§ Brief A
Could you give these rows again, starting at the line that contains "Put a dot on each instance of the laminated" and ending after the line that contains "(464, 1309)", swapping "wood panel" for "timber panel" and changing nothing else?

It is a pleasure to serve under your chairmanship, Sir Desmond. We are addressing an issue of great importance: the proliferation of solar farms on our agricultural land.
As many hon. Members know, I have dedicated much of my life to raising awareness about our ecological and climate crises. I have met people who are set to lose their entire countries to rising seas. Let me be clear: nobody can doubt my commitment to strong action on climate change. However, there are many ways to skin the climate cat, and I do not believe that solar parks on the scale of Cottam, Cleve Hill, Longfield, Mallard Pass, Gate Burton, Sunnica and the proposed Lime Down, in my own constituency of South Cotswolds, are the best way forward.
I have received numerous messages from residents near the proposed site of Lime Down. Without exception, they are distressed about the proposal, and I share their concerns. They are not nimbys; they are thoughtful, environmentally conscious people, who, like me, agree that we need renewables but at the right size, in the right places and in the right ownership.
Like my hon. Friend, I am very keen on renewable energy. I am a Liberal Democrat, for heaven’s sake! However, I am also a pragmatist. In Washford, in my constituency, a massive solar farm is being built on particularly good agricultural land. Would my hon. Friend agree that we must be practical and put solar panels on commercial buildings and residential houses, rather than on farmland?
I commend the hon. Lady for securing this debate. I suppose the issue is twofold. First, the farmers who sign up to solar farms are committed to a long-term lease, and that will impact the family inheritance tax potential. The second point comes in relation to using land better for food production, as it should be used, so that only land that is of a lesser quality, or rocky land, would be more suitable for solar farms. Does the hon. Lady agree that that is the way forward?
I thank the hon. Gentleman for his intervention and I agree that that is the way forward.
Let us consider the facts. Our agricultural land is dwindling at an alarming rate. We are down to 14.8 million acres of arable land, the lowest amount since world war two, and we are losing nearly 100,000 acres annually. We already import nearly 60% of our food. Do we really want to increase that dependency on foreign supply chains?

§ Data entries
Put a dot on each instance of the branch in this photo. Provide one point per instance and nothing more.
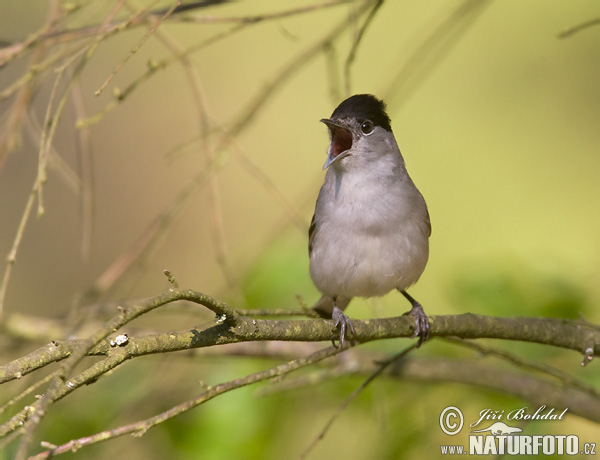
(231, 327)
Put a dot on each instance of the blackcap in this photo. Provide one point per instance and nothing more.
(370, 230)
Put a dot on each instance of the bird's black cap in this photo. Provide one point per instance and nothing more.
(364, 107)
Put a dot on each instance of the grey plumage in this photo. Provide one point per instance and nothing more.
(370, 230)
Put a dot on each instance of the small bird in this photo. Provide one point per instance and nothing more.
(370, 230)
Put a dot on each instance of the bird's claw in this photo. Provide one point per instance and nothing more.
(341, 320)
(421, 323)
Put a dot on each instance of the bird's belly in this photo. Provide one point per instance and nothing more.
(373, 267)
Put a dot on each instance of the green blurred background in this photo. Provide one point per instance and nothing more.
(496, 116)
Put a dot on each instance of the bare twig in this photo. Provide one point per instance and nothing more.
(139, 428)
(136, 48)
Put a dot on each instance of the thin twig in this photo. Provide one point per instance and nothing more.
(139, 428)
(578, 28)
(357, 41)
(383, 366)
(137, 47)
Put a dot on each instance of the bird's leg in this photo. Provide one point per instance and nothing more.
(421, 321)
(341, 320)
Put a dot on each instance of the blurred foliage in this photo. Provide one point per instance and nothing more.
(497, 119)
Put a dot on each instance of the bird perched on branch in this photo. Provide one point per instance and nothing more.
(370, 230)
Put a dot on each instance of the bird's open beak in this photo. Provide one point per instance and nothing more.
(341, 141)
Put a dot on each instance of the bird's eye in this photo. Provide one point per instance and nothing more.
(367, 127)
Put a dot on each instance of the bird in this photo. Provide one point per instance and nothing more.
(370, 230)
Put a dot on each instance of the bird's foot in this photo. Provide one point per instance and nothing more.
(421, 323)
(341, 320)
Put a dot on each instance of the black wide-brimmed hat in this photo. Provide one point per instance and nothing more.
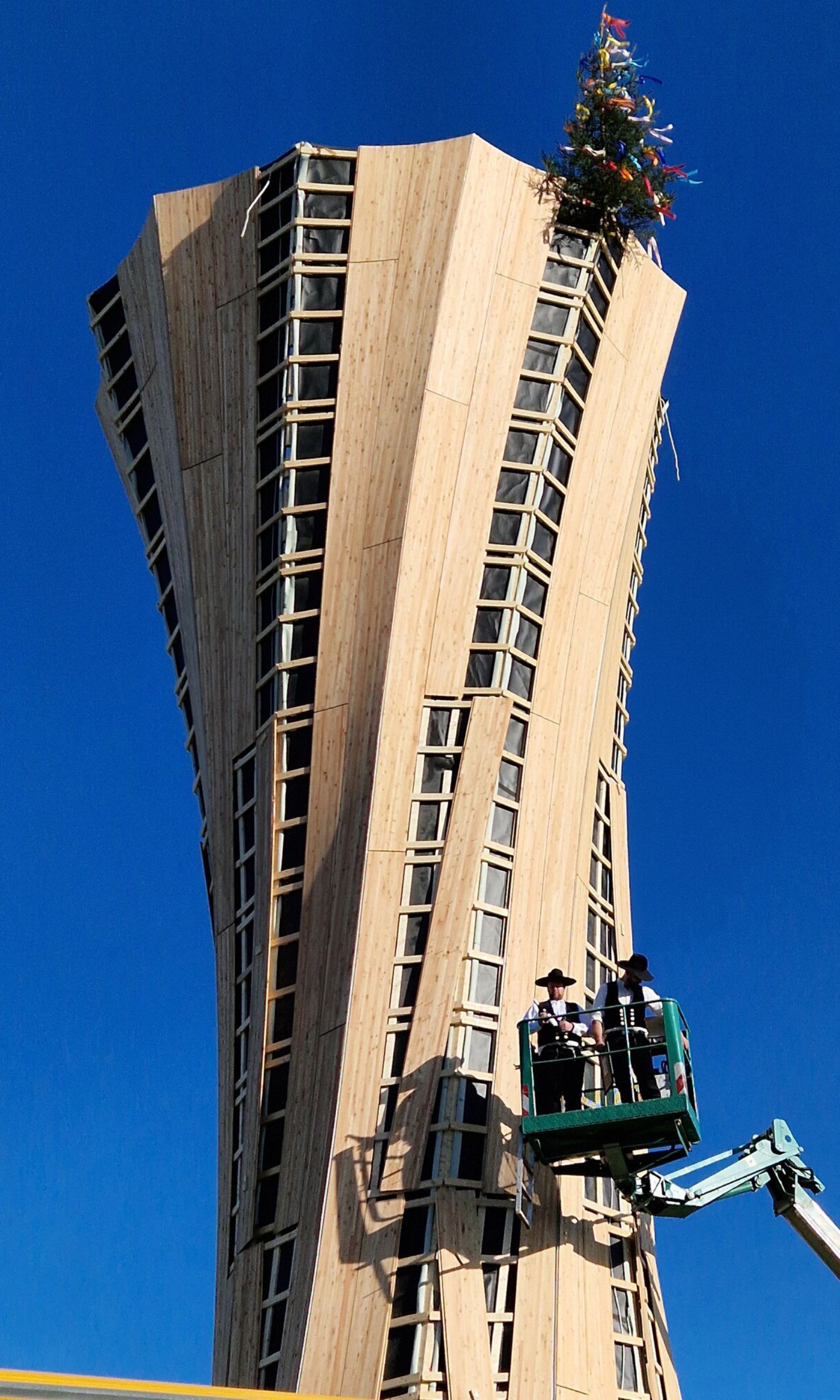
(558, 978)
(638, 965)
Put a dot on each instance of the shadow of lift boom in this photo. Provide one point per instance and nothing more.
(629, 1142)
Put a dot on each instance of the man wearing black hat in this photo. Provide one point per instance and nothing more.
(618, 1021)
(559, 1068)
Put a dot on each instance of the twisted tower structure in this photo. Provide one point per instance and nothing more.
(391, 446)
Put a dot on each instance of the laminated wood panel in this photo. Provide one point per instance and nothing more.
(189, 281)
(521, 965)
(532, 1356)
(447, 944)
(464, 1309)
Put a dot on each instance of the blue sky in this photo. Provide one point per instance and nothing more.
(107, 1002)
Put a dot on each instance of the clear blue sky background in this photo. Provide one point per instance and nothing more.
(107, 1003)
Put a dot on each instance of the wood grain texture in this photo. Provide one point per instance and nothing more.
(448, 934)
(463, 1295)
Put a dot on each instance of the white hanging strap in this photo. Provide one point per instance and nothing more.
(671, 439)
(252, 205)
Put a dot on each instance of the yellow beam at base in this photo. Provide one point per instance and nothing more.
(20, 1385)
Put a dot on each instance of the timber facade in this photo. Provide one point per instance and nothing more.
(389, 431)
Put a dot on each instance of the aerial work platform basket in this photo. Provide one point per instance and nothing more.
(622, 1137)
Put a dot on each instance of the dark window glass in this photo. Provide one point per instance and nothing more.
(290, 913)
(311, 486)
(471, 1163)
(477, 1094)
(587, 341)
(516, 737)
(266, 1204)
(549, 318)
(283, 1017)
(270, 307)
(323, 293)
(527, 636)
(314, 440)
(326, 240)
(111, 323)
(496, 583)
(398, 1053)
(535, 594)
(513, 487)
(170, 612)
(118, 356)
(606, 273)
(103, 296)
(135, 437)
(310, 532)
(559, 464)
(508, 780)
(318, 381)
(532, 395)
(550, 503)
(427, 821)
(320, 337)
(299, 748)
(276, 1326)
(520, 447)
(294, 847)
(562, 276)
(416, 936)
(544, 542)
(304, 639)
(504, 527)
(434, 766)
(143, 477)
(296, 797)
(412, 1235)
(422, 884)
(406, 1287)
(162, 571)
(285, 1267)
(521, 680)
(487, 625)
(270, 454)
(439, 728)
(278, 1088)
(272, 1144)
(272, 352)
(398, 1353)
(598, 299)
(479, 671)
(570, 413)
(329, 170)
(541, 358)
(269, 397)
(577, 376)
(300, 686)
(326, 206)
(151, 517)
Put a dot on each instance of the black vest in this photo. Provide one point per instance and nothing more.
(550, 1035)
(623, 1014)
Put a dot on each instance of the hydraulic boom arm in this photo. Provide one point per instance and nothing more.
(769, 1160)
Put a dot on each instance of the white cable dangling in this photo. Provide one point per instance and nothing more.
(671, 439)
(254, 202)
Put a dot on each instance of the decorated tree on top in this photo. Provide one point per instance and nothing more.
(614, 170)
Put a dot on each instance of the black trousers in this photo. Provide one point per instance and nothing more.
(559, 1080)
(640, 1058)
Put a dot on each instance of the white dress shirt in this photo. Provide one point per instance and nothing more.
(559, 1013)
(651, 1002)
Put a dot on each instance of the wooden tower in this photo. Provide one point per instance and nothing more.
(391, 444)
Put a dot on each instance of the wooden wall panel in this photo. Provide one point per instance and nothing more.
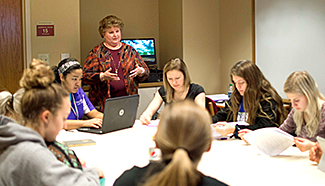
(11, 44)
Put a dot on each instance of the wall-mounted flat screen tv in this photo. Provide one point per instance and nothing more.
(145, 47)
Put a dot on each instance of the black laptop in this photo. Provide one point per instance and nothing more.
(119, 113)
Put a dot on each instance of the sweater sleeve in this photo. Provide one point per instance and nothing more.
(289, 125)
(142, 64)
(42, 168)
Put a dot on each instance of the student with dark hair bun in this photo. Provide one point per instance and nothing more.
(24, 156)
(183, 135)
(68, 74)
(10, 103)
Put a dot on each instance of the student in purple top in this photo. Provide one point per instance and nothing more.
(69, 73)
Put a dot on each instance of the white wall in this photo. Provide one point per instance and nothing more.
(290, 37)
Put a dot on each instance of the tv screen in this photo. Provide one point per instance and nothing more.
(145, 47)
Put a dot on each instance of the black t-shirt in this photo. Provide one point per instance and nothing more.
(193, 91)
(136, 174)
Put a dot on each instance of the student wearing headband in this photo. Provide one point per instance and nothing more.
(68, 74)
(183, 135)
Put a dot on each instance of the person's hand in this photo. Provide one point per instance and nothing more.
(138, 71)
(82, 162)
(242, 133)
(107, 75)
(224, 129)
(303, 144)
(95, 122)
(145, 119)
(100, 173)
(315, 153)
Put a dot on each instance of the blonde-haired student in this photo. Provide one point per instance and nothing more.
(177, 87)
(24, 156)
(307, 118)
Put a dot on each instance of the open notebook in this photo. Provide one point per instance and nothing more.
(270, 141)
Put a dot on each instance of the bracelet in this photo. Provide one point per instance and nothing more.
(236, 131)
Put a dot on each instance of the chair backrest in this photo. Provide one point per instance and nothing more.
(211, 106)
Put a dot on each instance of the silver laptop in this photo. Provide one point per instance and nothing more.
(119, 113)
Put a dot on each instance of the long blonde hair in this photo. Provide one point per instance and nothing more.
(174, 64)
(301, 82)
(258, 88)
(183, 135)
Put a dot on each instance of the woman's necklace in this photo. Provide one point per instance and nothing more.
(118, 66)
(181, 95)
(75, 109)
(113, 61)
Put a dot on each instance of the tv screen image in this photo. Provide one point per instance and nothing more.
(145, 47)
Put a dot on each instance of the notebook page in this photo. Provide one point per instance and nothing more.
(270, 141)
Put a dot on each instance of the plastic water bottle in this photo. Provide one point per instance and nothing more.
(230, 90)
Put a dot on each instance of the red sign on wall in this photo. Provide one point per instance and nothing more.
(45, 30)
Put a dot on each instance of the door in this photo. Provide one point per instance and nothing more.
(11, 44)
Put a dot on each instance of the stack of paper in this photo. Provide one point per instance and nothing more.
(217, 136)
(270, 141)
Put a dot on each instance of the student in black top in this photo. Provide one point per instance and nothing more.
(254, 101)
(177, 87)
(183, 135)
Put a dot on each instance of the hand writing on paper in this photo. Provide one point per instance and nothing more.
(315, 153)
(100, 173)
(242, 133)
(145, 119)
(107, 75)
(138, 71)
(303, 144)
(95, 122)
(224, 129)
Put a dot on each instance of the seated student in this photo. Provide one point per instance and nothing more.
(44, 109)
(307, 117)
(253, 100)
(69, 73)
(177, 87)
(183, 135)
(315, 153)
(10, 104)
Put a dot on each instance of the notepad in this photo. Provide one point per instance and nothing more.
(76, 143)
(270, 141)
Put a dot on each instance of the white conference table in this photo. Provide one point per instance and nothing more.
(230, 161)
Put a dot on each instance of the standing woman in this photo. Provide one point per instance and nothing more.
(112, 69)
(254, 101)
(68, 74)
(307, 117)
(177, 87)
(183, 135)
(24, 156)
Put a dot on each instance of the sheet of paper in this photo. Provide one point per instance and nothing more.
(218, 97)
(270, 141)
(153, 123)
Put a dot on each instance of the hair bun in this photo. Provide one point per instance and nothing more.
(39, 75)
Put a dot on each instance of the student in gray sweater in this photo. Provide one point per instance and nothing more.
(24, 156)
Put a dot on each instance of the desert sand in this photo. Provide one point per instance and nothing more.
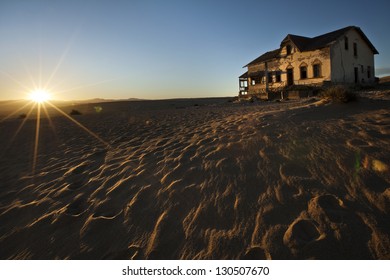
(198, 179)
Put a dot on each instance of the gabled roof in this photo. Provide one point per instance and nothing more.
(308, 44)
(265, 57)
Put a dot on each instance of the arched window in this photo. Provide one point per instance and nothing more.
(317, 69)
(303, 71)
(288, 49)
(278, 76)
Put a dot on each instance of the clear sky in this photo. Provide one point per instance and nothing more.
(81, 49)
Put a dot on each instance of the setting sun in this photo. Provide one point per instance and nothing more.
(39, 96)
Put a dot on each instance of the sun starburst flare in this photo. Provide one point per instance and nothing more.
(40, 96)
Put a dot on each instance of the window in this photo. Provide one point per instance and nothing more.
(303, 70)
(354, 49)
(278, 77)
(270, 79)
(316, 70)
(288, 49)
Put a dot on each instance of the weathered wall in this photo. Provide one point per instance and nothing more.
(294, 61)
(344, 61)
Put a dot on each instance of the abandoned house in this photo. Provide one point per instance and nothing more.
(344, 56)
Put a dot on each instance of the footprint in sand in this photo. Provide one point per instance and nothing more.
(328, 206)
(77, 207)
(300, 233)
(254, 253)
(358, 143)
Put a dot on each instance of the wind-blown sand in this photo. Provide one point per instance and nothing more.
(291, 180)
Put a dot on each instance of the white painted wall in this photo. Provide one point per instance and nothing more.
(343, 61)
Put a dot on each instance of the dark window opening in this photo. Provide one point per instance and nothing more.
(290, 76)
(303, 70)
(356, 72)
(270, 79)
(278, 77)
(288, 48)
(354, 49)
(316, 70)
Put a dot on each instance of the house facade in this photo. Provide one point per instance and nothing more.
(344, 56)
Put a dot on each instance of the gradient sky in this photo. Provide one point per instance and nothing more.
(161, 49)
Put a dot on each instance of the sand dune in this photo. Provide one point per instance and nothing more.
(196, 179)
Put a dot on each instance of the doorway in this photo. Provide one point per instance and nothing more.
(356, 75)
(290, 76)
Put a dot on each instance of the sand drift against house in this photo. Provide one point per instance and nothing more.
(190, 180)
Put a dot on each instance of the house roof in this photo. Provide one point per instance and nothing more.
(265, 57)
(309, 44)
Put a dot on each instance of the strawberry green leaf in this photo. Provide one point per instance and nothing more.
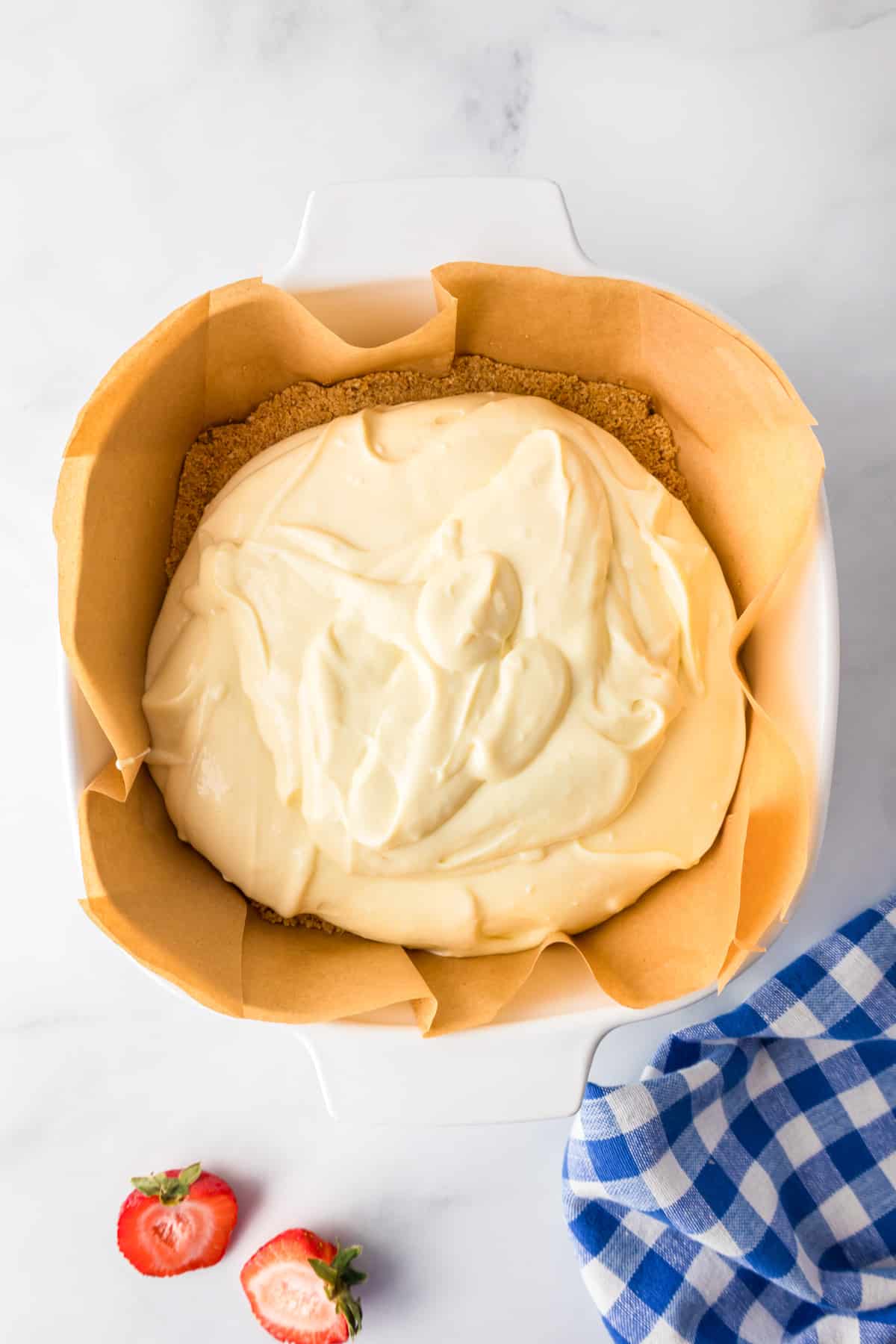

§ Brief B
In the debate on solar farms on agricultural land:
(i) How many acres of arable land does the country have left?
(ii) Which constituency contains the proposed Lime Down site?
(iii) In which place is a massive solar farm being built on particularly good agricultural land?

§ Written response A
Put a dot on each instance of the laminated timber panel in this photo. Provide one point per instance and nothing more.
(189, 281)
(521, 965)
(532, 1356)
(447, 944)
(464, 1309)

§ Written response B
(i) 14.8 million acres
(ii) South Cotswolds
(iii) Washford